YOUR INSTRUCTIONS
Return the exact lines spanning from the line with "Each instance gets a single point. Label the wooden chair" through the last line of the entries, boundaries included, and no others.

Entries from a pointing dataset
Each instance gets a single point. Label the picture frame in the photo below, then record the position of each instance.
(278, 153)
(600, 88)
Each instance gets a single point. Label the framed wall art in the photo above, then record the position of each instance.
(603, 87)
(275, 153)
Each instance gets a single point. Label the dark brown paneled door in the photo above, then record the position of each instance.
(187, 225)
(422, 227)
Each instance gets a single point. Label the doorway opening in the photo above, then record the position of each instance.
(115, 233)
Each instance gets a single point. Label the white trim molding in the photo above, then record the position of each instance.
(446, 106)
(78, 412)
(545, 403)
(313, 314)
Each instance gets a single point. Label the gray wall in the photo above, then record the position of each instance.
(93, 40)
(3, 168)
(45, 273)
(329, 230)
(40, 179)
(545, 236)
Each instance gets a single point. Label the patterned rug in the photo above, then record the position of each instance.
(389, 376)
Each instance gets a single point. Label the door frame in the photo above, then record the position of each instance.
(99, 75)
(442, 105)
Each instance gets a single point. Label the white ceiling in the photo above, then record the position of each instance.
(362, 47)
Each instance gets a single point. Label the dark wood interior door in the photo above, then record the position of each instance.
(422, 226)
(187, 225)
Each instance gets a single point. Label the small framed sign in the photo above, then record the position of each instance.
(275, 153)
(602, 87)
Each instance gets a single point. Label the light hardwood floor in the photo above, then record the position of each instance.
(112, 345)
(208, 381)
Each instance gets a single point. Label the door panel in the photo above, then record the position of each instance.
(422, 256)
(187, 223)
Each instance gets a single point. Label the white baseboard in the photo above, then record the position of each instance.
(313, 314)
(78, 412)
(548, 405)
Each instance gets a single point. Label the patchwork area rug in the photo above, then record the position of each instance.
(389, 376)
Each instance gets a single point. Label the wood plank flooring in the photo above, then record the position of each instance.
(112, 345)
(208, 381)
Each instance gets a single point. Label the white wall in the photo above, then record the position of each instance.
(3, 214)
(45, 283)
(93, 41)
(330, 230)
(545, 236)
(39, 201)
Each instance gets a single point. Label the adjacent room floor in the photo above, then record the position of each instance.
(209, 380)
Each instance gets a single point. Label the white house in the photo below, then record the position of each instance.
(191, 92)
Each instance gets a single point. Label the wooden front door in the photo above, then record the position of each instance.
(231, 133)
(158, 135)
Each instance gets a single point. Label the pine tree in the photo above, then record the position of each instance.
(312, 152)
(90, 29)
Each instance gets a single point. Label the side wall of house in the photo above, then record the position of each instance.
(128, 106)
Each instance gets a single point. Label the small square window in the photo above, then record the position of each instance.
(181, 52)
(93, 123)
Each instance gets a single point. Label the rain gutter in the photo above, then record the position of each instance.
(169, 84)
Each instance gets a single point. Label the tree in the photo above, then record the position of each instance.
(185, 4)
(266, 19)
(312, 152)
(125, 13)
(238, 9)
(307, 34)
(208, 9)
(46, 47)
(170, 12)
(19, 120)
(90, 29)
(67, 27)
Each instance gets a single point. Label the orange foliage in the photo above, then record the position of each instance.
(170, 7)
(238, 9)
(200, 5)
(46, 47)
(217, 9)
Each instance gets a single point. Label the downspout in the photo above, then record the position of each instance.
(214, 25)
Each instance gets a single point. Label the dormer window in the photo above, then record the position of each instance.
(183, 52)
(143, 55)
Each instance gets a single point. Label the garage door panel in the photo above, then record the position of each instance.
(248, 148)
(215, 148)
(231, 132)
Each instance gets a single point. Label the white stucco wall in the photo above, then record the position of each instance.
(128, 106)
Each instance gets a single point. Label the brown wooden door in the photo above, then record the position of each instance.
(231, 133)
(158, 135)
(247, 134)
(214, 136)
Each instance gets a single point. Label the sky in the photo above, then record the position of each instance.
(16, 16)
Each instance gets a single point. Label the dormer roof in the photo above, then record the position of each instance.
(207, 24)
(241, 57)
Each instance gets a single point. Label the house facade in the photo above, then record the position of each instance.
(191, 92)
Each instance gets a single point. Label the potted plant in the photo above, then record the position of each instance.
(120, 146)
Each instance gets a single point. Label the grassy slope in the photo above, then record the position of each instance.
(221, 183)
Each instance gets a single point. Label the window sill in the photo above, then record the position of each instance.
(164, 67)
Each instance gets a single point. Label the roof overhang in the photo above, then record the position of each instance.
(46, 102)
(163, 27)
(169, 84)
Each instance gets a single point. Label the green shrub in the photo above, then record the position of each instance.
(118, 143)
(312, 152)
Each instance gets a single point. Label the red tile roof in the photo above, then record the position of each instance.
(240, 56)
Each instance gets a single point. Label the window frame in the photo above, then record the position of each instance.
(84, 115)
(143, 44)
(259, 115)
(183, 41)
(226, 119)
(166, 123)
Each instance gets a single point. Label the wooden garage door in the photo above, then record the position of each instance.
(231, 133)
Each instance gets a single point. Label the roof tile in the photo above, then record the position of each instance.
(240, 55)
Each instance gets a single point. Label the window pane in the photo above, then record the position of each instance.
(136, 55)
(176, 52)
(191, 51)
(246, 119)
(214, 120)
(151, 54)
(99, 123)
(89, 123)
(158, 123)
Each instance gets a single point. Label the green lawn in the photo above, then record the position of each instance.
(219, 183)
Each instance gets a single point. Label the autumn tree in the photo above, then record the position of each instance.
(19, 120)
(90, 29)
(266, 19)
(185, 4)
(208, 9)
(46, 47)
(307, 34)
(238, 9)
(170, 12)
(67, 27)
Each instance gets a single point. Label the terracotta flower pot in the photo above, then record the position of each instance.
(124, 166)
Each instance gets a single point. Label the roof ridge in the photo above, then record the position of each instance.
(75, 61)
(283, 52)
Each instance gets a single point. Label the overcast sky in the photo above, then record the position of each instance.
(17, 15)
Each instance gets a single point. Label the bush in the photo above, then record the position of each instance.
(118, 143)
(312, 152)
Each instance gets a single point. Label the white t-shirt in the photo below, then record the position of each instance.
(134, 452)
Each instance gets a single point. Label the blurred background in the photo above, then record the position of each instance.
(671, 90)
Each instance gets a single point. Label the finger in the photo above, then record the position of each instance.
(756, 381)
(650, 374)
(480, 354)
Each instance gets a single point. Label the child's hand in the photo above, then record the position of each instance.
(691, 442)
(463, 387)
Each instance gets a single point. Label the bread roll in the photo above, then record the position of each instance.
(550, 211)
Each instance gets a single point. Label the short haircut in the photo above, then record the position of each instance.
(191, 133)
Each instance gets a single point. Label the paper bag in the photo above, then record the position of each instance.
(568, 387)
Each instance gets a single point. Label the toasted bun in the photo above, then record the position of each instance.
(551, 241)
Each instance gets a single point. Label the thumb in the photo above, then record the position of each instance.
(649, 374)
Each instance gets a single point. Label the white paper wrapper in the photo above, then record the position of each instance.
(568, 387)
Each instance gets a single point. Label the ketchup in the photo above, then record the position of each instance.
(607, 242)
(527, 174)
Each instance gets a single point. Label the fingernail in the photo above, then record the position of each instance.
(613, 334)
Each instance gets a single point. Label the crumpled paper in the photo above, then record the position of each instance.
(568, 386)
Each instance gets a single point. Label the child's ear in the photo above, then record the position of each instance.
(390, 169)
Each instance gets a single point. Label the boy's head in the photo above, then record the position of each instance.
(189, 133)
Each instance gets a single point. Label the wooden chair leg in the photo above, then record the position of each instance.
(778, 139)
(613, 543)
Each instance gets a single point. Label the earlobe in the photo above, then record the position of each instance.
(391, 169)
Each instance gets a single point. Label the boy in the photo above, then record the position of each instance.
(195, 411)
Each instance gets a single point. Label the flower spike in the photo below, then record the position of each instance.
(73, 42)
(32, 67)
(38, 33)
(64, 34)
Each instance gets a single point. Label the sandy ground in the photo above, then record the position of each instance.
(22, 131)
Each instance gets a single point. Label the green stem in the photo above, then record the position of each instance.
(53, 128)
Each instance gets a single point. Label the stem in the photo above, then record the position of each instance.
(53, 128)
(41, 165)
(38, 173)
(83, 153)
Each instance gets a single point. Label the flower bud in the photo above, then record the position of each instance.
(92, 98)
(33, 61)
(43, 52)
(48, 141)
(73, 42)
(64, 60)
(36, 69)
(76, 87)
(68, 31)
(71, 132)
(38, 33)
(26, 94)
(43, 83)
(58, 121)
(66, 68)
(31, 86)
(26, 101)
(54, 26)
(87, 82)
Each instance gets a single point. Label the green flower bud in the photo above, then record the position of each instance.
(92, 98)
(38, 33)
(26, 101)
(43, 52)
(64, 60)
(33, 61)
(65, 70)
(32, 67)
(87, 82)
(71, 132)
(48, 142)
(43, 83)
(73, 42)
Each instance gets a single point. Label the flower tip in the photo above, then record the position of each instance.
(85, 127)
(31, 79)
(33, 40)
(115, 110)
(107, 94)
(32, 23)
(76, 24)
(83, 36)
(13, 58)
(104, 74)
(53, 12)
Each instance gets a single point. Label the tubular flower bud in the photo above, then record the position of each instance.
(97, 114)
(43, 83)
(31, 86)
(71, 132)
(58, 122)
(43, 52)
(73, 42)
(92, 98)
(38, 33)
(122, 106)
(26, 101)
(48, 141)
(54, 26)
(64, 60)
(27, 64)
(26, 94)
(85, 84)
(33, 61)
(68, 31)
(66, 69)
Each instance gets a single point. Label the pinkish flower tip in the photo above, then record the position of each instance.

ANSWER TO THIS PROBLEM
Each instance gets a single point. Label the wooden chair leg in the photo above, then record the position of each instance.
(778, 139)
(613, 543)
Each instance gets a single point. Label the earlobe in the photo above, then record the position of each instance.
(391, 169)
Each instance gets a single point. Label the boy in the photo above, then record the position of each instance.
(195, 411)
Each instance gets a single point. Label the flower spike in the photo below, then record the position of each instance.
(73, 42)
(32, 67)
(38, 33)
(64, 34)
Each instance gets a single point. Label the sandy ground in the photo above, then record the position of each instance.
(22, 131)
Each instance gets a single point. Label the green stem in the photo above, then record the position of each instance.
(53, 128)
Each instance gets a single point. Label the stem in the photo above, then record the position of each instance.
(53, 128)
(41, 165)
(38, 173)
(83, 153)
Each instance gets a single point. Label the flower bud in the photo above, then record the position of each instance.
(92, 98)
(33, 61)
(43, 52)
(48, 141)
(73, 42)
(64, 60)
(36, 69)
(76, 87)
(68, 31)
(71, 132)
(38, 33)
(26, 94)
(43, 83)
(58, 121)
(66, 68)
(31, 86)
(26, 101)
(54, 26)
(87, 82)
Each instance gets a single point. Label the green flower bud in the photo above, then record the position of each instance.
(92, 98)
(38, 33)
(26, 101)
(43, 52)
(64, 60)
(33, 61)
(65, 70)
(32, 67)
(87, 82)
(71, 132)
(48, 142)
(43, 83)
(73, 42)
Each instance gets a single point. Label the flower tip in the photo above, then record the position of each instance.
(85, 127)
(31, 79)
(33, 40)
(115, 110)
(107, 94)
(32, 23)
(76, 24)
(83, 36)
(13, 58)
(104, 74)
(53, 12)
Each instance gets a single point. Label the tubular flower bud in the photo above, then record the position of each instance.
(97, 114)
(43, 83)
(31, 86)
(71, 132)
(58, 122)
(43, 52)
(73, 42)
(92, 98)
(38, 33)
(122, 106)
(26, 101)
(48, 141)
(54, 26)
(64, 60)
(27, 64)
(26, 94)
(85, 84)
(33, 61)
(68, 31)
(66, 69)
Each instance gets a single point. Label the pinkish flower tip in the photo above, then record the position of each instance.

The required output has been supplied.